EXERCISE INSTRUCTIONS: All that is wanted is the span of lines from the one with "Identify each instance of the paved" to the last line of the data, copied exactly.
:: RECORDS FOR THE TASK
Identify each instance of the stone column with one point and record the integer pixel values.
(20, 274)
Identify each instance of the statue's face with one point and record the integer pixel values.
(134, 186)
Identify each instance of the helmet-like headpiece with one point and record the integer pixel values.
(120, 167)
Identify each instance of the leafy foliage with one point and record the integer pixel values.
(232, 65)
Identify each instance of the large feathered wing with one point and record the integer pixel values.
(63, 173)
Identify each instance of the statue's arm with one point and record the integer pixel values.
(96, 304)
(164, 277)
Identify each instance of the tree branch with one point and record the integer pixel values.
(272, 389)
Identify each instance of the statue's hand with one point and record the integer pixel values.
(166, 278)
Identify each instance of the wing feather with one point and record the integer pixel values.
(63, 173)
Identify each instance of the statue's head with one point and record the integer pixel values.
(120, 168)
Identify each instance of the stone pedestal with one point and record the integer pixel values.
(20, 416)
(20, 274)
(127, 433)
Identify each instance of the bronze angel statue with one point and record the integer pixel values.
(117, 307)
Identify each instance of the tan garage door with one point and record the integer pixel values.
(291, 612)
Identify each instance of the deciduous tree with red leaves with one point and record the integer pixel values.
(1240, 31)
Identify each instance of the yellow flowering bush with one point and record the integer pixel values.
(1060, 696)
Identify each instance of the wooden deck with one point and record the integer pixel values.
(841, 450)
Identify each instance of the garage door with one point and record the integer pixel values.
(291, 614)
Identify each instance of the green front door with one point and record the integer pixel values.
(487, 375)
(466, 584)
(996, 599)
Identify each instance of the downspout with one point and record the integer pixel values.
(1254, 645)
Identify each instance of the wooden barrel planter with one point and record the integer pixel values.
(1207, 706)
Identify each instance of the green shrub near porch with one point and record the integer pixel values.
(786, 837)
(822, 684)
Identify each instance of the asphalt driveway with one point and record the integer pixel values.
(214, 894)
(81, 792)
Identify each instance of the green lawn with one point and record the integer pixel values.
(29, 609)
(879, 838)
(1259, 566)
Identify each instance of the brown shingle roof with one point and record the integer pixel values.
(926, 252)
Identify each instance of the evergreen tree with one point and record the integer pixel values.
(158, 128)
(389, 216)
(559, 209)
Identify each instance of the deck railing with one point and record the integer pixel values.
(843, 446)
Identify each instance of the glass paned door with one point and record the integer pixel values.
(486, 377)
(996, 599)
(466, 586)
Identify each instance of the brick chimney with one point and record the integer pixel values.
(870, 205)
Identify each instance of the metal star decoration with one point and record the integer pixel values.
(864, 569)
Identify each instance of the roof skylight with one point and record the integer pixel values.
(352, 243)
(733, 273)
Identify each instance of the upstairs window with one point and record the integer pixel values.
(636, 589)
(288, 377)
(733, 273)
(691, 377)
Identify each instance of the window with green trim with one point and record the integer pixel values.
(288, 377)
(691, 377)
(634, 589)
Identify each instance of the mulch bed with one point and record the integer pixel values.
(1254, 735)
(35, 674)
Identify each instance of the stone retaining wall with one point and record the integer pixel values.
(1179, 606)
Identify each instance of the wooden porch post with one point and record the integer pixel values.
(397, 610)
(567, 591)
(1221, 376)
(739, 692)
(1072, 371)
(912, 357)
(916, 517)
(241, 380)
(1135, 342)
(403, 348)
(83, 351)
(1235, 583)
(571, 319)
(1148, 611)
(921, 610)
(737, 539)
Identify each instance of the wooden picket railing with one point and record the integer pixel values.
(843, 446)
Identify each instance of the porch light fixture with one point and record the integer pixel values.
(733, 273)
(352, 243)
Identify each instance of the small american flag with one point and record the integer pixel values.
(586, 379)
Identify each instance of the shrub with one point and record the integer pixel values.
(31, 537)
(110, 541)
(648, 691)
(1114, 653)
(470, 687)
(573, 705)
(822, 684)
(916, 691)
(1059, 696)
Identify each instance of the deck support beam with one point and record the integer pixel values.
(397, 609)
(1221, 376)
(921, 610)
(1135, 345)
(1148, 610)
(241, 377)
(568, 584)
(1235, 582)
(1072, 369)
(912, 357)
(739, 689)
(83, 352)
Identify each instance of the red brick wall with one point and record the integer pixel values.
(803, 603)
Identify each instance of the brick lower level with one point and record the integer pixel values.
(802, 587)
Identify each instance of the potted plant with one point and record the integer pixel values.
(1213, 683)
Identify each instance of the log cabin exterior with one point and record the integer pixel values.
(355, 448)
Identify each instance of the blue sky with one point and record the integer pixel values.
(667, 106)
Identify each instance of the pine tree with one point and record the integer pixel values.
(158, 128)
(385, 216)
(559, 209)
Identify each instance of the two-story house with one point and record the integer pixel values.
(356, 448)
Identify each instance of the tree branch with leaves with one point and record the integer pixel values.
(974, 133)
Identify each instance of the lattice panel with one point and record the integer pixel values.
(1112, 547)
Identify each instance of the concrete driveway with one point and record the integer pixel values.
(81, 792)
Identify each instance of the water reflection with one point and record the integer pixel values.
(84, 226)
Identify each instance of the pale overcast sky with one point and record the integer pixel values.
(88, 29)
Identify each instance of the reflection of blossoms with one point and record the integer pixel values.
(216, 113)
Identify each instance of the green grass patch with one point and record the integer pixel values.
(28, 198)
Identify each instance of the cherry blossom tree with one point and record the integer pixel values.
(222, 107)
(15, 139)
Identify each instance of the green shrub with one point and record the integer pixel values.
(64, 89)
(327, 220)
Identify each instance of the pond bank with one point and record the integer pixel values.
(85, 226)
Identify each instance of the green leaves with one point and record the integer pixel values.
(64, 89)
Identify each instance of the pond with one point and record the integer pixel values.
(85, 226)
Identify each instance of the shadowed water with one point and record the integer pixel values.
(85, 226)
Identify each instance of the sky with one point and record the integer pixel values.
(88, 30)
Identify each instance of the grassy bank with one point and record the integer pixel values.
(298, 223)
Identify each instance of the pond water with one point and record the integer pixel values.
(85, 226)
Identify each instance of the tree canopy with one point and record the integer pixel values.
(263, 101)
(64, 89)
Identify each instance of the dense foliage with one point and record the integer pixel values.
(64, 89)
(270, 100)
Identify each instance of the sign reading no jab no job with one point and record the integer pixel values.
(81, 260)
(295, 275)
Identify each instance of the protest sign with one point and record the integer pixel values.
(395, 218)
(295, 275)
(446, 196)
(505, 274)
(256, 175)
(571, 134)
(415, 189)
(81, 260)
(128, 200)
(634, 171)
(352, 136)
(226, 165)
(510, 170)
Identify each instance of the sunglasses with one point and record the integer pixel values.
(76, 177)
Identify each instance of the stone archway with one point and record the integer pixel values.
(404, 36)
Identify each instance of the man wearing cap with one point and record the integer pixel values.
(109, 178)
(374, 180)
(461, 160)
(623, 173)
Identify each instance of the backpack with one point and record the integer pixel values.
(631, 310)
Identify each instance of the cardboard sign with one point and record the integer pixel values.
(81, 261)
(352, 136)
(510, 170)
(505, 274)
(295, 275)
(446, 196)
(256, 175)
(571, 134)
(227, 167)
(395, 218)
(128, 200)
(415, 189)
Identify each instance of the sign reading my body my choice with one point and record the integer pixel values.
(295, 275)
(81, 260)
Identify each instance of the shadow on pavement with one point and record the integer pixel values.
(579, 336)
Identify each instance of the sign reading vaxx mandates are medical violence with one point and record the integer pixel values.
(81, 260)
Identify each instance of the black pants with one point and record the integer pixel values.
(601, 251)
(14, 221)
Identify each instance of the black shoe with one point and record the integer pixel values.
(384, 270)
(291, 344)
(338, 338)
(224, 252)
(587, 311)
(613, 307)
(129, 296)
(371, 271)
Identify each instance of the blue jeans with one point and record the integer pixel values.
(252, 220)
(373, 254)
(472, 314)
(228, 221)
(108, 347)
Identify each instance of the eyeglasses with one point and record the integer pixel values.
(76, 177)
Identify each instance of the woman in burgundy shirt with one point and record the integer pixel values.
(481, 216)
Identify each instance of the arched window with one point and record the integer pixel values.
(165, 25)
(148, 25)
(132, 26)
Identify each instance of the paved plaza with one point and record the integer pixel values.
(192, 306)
::::
RESPONSE AREA:
Identify each instance of the paved plaza with one point and record the integer pixel values.
(192, 306)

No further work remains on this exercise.